### REQUIREMENT 1
In the gold market report, at what price did gold close?
### REQUIREMENT 2
Rewrite the part of the gold market report that opens with the words containing "On the data" and closes with "its September meeting.", substituting "bullion" for "precious metals".
### REQUIREMENT 3
Write the next part of the gold market report, continuing from its final sentence.

### DOCUMENT EXCERPT
Weaker CPI Triggers Bullish Trend in Gold
After reaching a high of $1810.65 and a low of $1783.35, gold prices were closed at $1805.65. Following the long-awaited U.S. CPI report disappointed investors, gold rallied on Tuesday and gained momentum against the dollar.
On Tuesday, gold reached a one-week high after the CPI report showed a slower-than-expected rise in U.S. inflation, adding to the uncertainty over the Federal Reserve’s plan for reducing monetary support. According to several analysts, the reading allayed fears of out-of-control inflation and backed up the Fed’s prediction that the elevated price pressures witnessed since the beginning of the year would drop by the fourth quarter.
On the data front, the NFIB Small Business Index rose to 100.1 in August against a forecast of 99.0, bolstering the U.S. dollar and capping further gains in gold prices at 15:00 GMT. IN AUGUST, the CPI fell to 0.3 percent, vs. an anticipated 0.4 percent, weighing on the U.S. dollar and adding to precious metals advances. The Core CPI fell to 0.1 percent in August versus a forecast of 0.3 percent, putting pressure on the U.S. currency and pushing gold prices higher.
The inflation report could also indicate that the Fed will take its time dismantling economic stimulus measures and keep interest rates low. This might be good news for precious metals because it indicates the Fed is less likely to announce economic stimulus cuts at its September meeting.

### ENTRIES SHOWN
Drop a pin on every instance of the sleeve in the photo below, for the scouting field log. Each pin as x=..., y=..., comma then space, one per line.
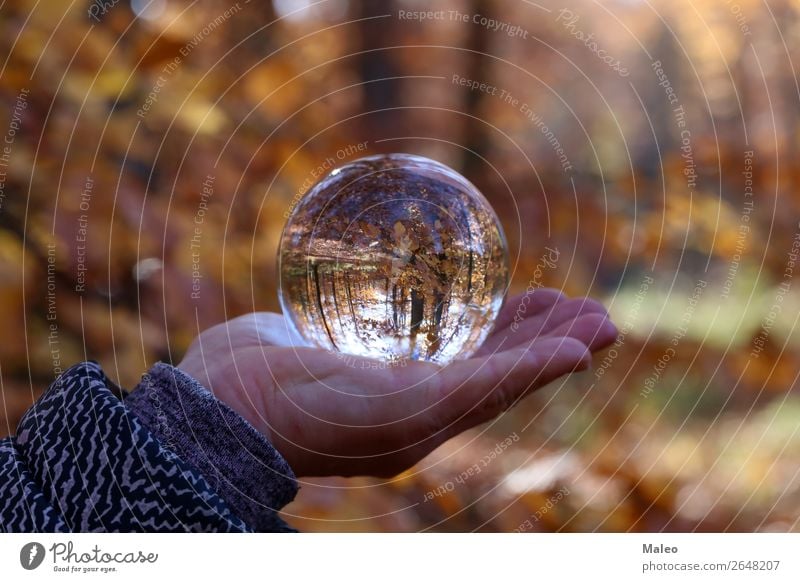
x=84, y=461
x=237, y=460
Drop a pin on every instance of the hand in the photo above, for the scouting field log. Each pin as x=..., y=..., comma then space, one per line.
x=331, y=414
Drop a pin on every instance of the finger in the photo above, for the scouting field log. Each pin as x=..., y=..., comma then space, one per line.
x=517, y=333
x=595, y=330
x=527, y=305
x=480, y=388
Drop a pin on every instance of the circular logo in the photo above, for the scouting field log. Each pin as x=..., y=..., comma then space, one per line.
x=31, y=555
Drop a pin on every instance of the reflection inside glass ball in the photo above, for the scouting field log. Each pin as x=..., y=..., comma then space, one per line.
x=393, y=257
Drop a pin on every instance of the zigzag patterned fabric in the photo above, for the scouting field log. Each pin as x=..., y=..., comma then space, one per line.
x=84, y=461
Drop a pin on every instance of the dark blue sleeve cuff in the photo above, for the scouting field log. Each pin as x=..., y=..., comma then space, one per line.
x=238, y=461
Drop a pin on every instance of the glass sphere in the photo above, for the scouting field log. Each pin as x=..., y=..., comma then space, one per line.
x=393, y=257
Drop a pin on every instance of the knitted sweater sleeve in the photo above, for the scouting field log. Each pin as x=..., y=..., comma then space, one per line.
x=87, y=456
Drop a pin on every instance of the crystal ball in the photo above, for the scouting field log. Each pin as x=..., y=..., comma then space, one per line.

### RESULT 1
$1805.65

### RESULT 2
On the data front, the NFIB Small Business Index rose to 100.1 in August against a forecast of 99.0, bolstering the U.S. dollar and capping further gains in gold prices at 15:00 GMT. IN AUGUST, the CPI fell to 0.3 percent, vs. an anticipated 0.4 percent, weighing on the U.S. dollar and adding to bullion advances. The Core CPI fell to 0.1 percent in August versus a forecast of 0.3 percent, putting pressure on the U.S. currency and pushing gold prices higher.
The inflation report could also indicate that the Fed will take its time dismantling economic stimulus measures and keep interest rates low. This might be good news for bullion because it indicates the Fed is less likely to announce economic stimulus cuts at its September meeting.

### RESULT 3
For a long time, the Fed’s stimulus program and reduced interest rates have kept price pressures in the United States strong. The U.S. dollar has been weighed down by $120 billion in bond buying since March 2020, as well as near-zero interest rates for the past 18 months, driving gold prices to linger at $1800.
The U.S. economy shrank by 3.5 percent in 2020 due to business closures caused by the coronavirus outbreak. However, the U.S. economy expanded by 6.5 percent in the second quarter of 2021, according to the Federal Reserve’s predictions. The Fed’s decision to cut economic support was fuelled by increased optimism that the recovery was gaining steam. However, some inflation and employment figures imply that the Fed may defer such a decision, driving gold higher these days.
GOLD Intraday Technical Level
Pivot Point: 1799.88
GOLD – Technical Outlook
On Wednesday, the precious metal gold was trading at 1,803 levels with a bullish bias.Gold’s immediate resistance stays at the 1,808 level, and a bullish breakout at 1,808 exposes the pair towards the next resistance level of 1,815. Further, on the higher side, the next resistance prevails at the 1,826 level.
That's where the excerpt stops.